# SUPPLIED PASSAGE
Begin
A COMPRESSOR HOUSING

TECHNICAL FIELD

The technical field relates to a compressor housing.

BACKGROUND

Compressors are used in wide variety of applications.

For example, internal combustion engines may be provided with a forced air system such as a turbocharger in order to increase an engine efficiency and power by forcing extra air into the combustion chambers of the cylinders.

The turbocharger comprises a compressor rotationally coupled to a turbine.

Compressor operations at low mass flow rates are limited in pressure ratio by the surge limit, namely a threshold above which severe fluid dynamic instabilities may occur.

Moreover, compressor operations close to surge may be associated with a noise which is known in the art as “whoosh" noise.

An object of an embodiment disclosed is to enlarge the operative portion of the compressor map in order to achieve significant improvements on the compressor surge margin towards smaller flow rates.

Another object of a disclosed embodiment is to reduce compressor noise, achieving significant dampening around a frequency range commonly used and improving customer satisfaction.

This and other objects are achieved by the embodiments of the invention as defined in the independent claims. The dependent claims include preferred and/or advantageous aspects of said embodiments.

SUMMARY

An embodiment of the disclosure provides a compressor housing comprising a compressor inlet duct and an inlet for a compressor wheel, the compressor inlet duct having a longitudinal axis and connecting an air intake duct with the compressor wheel inlet, wherein the compressor housing comprises at least one appendix, placed between an upstream portion of the compressor inlet duct and the compressor wheel inlet and wherein the at least one appendix comprises a pipe closed in a distal part thereof with respect to the longitudinal axis of the compressor inlet duct.
End
Records
Begin
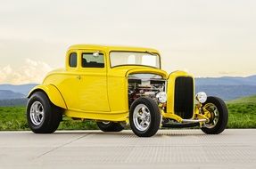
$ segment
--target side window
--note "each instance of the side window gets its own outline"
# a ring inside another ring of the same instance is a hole
[[[76,68],[77,67],[77,60],[78,60],[77,53],[71,52],[70,55],[70,67]]]
[[[94,55],[93,52],[82,53],[83,68],[104,68],[104,56],[103,53]]]

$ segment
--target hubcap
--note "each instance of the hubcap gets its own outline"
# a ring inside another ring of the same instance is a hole
[[[30,108],[30,119],[35,125],[39,125],[45,117],[44,107],[39,101],[35,101]]]
[[[205,127],[213,128],[219,121],[219,112],[212,103],[207,103],[204,108],[211,113],[210,122],[205,124]]]
[[[151,122],[151,115],[148,108],[145,104],[138,104],[133,112],[133,122],[139,131],[148,129]]]

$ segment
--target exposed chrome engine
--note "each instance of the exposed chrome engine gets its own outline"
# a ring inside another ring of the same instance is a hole
[[[141,96],[151,97],[155,101],[157,94],[166,91],[166,80],[154,74],[132,74],[128,76],[129,105]]]

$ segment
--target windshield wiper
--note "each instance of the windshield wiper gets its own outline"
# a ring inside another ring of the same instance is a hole
[[[155,54],[154,54],[154,53],[153,53],[153,52],[149,52],[149,51],[145,51],[145,52],[146,52],[146,53],[148,53],[148,54],[150,54],[150,55],[153,55],[153,56],[155,56]]]

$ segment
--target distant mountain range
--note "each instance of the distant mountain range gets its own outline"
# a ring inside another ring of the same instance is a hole
[[[37,84],[0,84],[0,106],[25,105],[26,96]],[[256,76],[195,78],[195,92],[218,96],[225,101],[256,94]],[[17,104],[16,104],[17,103]]]
[[[195,78],[195,91],[225,101],[256,94],[256,76]]]

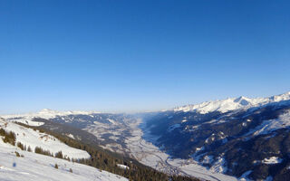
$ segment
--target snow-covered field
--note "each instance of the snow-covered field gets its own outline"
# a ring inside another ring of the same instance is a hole
[[[21,142],[26,148],[30,147],[34,151],[35,147],[40,147],[44,150],[49,150],[52,154],[59,151],[63,157],[70,158],[88,158],[90,155],[83,150],[71,148],[51,135],[40,133],[38,130],[24,128],[14,122],[0,119],[0,128],[6,131],[13,131],[16,135],[16,143]]]
[[[62,151],[71,158],[89,157],[90,155],[80,149],[70,148],[55,138],[27,129],[13,122],[0,119],[0,126],[16,135],[16,142],[26,147],[41,147],[52,153]],[[16,157],[16,152],[23,157]],[[58,168],[55,168],[57,165]],[[23,151],[16,146],[4,143],[0,137],[0,180],[2,181],[125,181],[122,176],[99,170],[95,167],[70,162],[34,152]]]
[[[17,157],[14,151],[24,155]],[[58,169],[54,168],[55,164]],[[72,173],[70,172],[72,170]],[[125,181],[122,176],[64,159],[22,151],[0,140],[0,180],[2,181]]]

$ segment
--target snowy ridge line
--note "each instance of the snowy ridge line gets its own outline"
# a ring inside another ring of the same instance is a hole
[[[91,115],[91,114],[100,114],[100,111],[82,111],[82,110],[73,110],[73,111],[58,111],[58,110],[52,110],[49,109],[44,109],[38,112],[31,112],[26,114],[9,114],[9,115],[1,115],[2,118],[9,119],[12,118],[43,118],[43,119],[53,119],[57,116],[68,116],[68,115]]]
[[[15,143],[20,142],[34,151],[35,148],[50,151],[53,155],[62,151],[63,157],[70,158],[88,158],[91,156],[84,150],[71,148],[46,133],[25,128],[14,122],[0,120],[0,128],[15,134]]]
[[[235,110],[238,109],[249,109],[252,107],[263,106],[268,103],[279,102],[283,100],[290,100],[290,91],[276,95],[271,96],[268,98],[228,98],[221,100],[212,100],[205,101],[199,104],[192,104],[187,106],[181,106],[173,109],[174,111],[197,111],[201,114],[207,114],[208,112],[219,111],[222,113],[227,112],[229,110]]]

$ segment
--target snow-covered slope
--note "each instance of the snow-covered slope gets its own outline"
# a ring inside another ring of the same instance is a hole
[[[0,128],[6,131],[13,131],[16,135],[16,143],[21,142],[26,148],[30,147],[34,151],[35,147],[40,147],[44,150],[49,150],[52,154],[59,151],[63,152],[63,157],[70,158],[88,158],[90,155],[83,150],[71,148],[54,137],[40,133],[38,130],[24,128],[14,122],[0,119]]]
[[[14,151],[24,155],[15,156]],[[55,164],[58,169],[54,168]],[[72,169],[72,173],[70,172]],[[89,166],[40,154],[22,151],[0,139],[0,180],[2,181],[125,181],[122,176]]]
[[[175,111],[197,111],[201,114],[206,114],[212,111],[227,112],[229,110],[235,110],[237,109],[248,109],[251,107],[263,106],[271,102],[278,102],[282,100],[290,100],[290,91],[268,98],[228,98],[222,100],[206,101],[200,104],[187,105],[179,108],[175,108]]]
[[[16,146],[5,143],[0,136],[0,180],[39,181],[39,180],[108,180],[125,181],[122,176],[99,170],[95,167],[70,162],[53,157],[34,153],[40,147],[51,153],[62,151],[71,158],[87,158],[90,155],[83,150],[70,148],[57,138],[37,130],[24,128],[14,122],[0,119],[0,128],[15,134],[15,142],[31,147],[33,152],[23,151]],[[16,152],[23,157],[16,157]],[[55,168],[55,164],[58,168]]]

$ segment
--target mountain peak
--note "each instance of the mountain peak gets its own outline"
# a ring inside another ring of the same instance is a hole
[[[238,98],[229,98],[221,100],[211,100],[201,102],[199,104],[182,106],[174,109],[174,111],[198,111],[201,114],[206,114],[213,111],[227,112],[237,109],[250,108],[253,106],[261,106],[270,102],[277,102],[288,100],[290,100],[290,91],[277,96],[272,96],[269,98],[251,99],[240,96]]]

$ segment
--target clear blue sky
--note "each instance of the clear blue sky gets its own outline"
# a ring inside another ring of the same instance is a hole
[[[0,113],[289,91],[289,10],[287,0],[2,0]]]

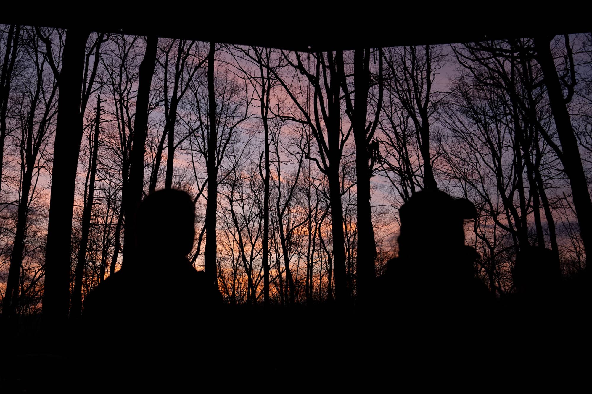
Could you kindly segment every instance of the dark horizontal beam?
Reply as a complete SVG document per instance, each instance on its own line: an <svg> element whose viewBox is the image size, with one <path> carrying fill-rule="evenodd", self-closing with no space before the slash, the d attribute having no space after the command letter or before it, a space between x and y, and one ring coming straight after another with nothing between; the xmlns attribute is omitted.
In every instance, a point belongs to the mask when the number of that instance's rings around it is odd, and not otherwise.
<svg viewBox="0 0 592 394"><path fill-rule="evenodd" d="M2 13L0 15L0 23L83 28L92 31L156 35L303 51L451 44L590 30L589 22L583 20L580 22L573 18L564 18L549 23L548 18L540 16L532 15L529 18L519 18L516 14L503 17L500 14L488 17L480 14L479 18L475 18L475 11L472 15L469 12L464 16L459 14L452 18L438 13L432 13L431 16L421 19L407 17L407 14L401 17L400 14L393 14L392 20L379 13L372 17L367 16L366 13L357 21L352 20L356 16L355 14L346 18L344 12L338 15L342 17L333 18L329 21L322 20L323 17L280 17L272 15L269 17L271 19L261 22L260 15L240 11L210 20L188 21L180 17L179 20L176 20L164 15L161 18L159 12L166 9L163 7L155 9L150 14L151 16L147 17L144 13L143 17L136 18L129 14L126 17L115 18L115 14L104 12L78 17L56 12ZM180 12L182 17L182 11ZM221 15L220 12L216 15Z"/></svg>

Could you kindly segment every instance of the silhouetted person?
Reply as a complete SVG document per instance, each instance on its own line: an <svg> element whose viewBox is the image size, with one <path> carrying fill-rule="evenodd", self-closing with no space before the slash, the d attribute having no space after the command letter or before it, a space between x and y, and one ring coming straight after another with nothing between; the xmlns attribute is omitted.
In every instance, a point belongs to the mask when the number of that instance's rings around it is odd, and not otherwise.
<svg viewBox="0 0 592 394"><path fill-rule="evenodd" d="M476 217L466 199L440 190L418 192L401 207L399 256L387 263L395 303L421 313L474 308L491 298L476 277L478 254L465 245L465 219Z"/></svg>
<svg viewBox="0 0 592 394"><path fill-rule="evenodd" d="M85 301L86 330L108 346L104 357L166 368L197 351L197 335L215 330L221 295L186 257L195 218L185 192L161 190L141 202L136 256L124 255L123 268Z"/></svg>

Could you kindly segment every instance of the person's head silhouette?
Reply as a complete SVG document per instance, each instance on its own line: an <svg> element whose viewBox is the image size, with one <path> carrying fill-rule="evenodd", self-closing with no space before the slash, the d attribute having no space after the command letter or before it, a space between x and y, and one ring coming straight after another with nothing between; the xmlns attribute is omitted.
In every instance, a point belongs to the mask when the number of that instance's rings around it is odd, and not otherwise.
<svg viewBox="0 0 592 394"><path fill-rule="evenodd" d="M403 204L399 215L399 256L421 259L433 255L439 259L464 248L464 220L475 218L477 211L466 199L453 198L438 190L423 190Z"/></svg>
<svg viewBox="0 0 592 394"><path fill-rule="evenodd" d="M185 192L165 189L151 193L136 215L139 254L181 257L193 247L195 206Z"/></svg>

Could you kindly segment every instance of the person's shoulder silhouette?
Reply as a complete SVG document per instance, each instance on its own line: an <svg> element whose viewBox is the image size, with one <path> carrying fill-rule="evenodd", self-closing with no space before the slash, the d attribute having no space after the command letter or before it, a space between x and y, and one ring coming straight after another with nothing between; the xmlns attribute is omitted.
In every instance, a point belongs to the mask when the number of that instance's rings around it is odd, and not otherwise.
<svg viewBox="0 0 592 394"><path fill-rule="evenodd" d="M397 292L413 303L451 306L488 296L475 274L479 254L465 244L464 221L474 205L439 190L415 193L401 207L398 258L390 262Z"/></svg>
<svg viewBox="0 0 592 394"><path fill-rule="evenodd" d="M220 292L186 257L195 218L185 192L164 189L147 196L135 217L134 255L124 256L124 267L89 295L85 319L130 332L141 327L164 332L221 303Z"/></svg>

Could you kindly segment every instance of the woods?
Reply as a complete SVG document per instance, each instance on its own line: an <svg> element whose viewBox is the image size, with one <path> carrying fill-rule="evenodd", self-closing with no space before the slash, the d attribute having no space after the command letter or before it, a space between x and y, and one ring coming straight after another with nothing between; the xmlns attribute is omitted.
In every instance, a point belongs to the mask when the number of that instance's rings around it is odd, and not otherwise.
<svg viewBox="0 0 592 394"><path fill-rule="evenodd" d="M194 199L188 258L233 305L371 303L422 190L475 204L498 298L530 246L587 269L590 33L301 52L0 25L0 55L3 317L76 318L141 266L160 188Z"/></svg>

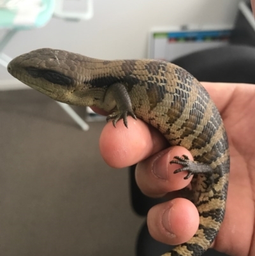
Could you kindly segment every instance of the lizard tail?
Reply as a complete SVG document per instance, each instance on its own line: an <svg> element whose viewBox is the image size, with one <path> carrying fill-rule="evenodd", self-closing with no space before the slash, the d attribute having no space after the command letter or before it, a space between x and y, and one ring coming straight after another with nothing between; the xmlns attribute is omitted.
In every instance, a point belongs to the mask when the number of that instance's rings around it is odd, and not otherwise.
<svg viewBox="0 0 255 256"><path fill-rule="evenodd" d="M214 176L216 182L211 190L200 193L194 199L200 215L200 225L196 234L187 243L162 256L200 256L215 239L225 213L228 174L221 177L219 174ZM197 178L196 186L201 188L207 177L198 176Z"/></svg>

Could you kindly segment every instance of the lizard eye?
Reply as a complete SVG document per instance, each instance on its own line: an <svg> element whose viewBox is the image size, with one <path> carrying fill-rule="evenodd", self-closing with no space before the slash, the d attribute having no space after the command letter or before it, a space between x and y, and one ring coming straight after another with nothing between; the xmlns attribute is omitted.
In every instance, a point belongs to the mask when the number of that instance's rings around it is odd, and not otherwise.
<svg viewBox="0 0 255 256"><path fill-rule="evenodd" d="M34 68L27 68L26 69L27 73L33 77L37 78L41 76L40 70Z"/></svg>

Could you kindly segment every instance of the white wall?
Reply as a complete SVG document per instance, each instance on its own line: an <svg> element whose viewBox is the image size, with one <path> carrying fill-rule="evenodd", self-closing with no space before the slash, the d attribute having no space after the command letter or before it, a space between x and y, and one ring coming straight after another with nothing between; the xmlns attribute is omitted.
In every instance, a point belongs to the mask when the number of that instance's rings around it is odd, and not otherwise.
<svg viewBox="0 0 255 256"><path fill-rule="evenodd" d="M44 27L20 31L5 49L11 57L51 47L101 59L143 58L152 27L233 24L240 0L94 0L88 21L52 19ZM0 67L0 89L14 80Z"/></svg>

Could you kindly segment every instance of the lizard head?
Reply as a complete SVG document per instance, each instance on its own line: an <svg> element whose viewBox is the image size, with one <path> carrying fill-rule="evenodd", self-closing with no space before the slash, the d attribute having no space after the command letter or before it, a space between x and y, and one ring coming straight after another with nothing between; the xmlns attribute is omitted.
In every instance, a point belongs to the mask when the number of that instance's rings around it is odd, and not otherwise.
<svg viewBox="0 0 255 256"><path fill-rule="evenodd" d="M78 55L41 49L20 55L8 65L8 72L25 84L54 100L73 105L80 102L76 91L86 90L79 75ZM87 103L87 105L89 104Z"/></svg>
End
# OBJECTIVE
According to the compressor housing passage, what name is given in the art to the noise that can accompany compressor operations close to surge? Rely only on the compressor housing passage.

# OUTPUT
It is known as "whoosh" noise.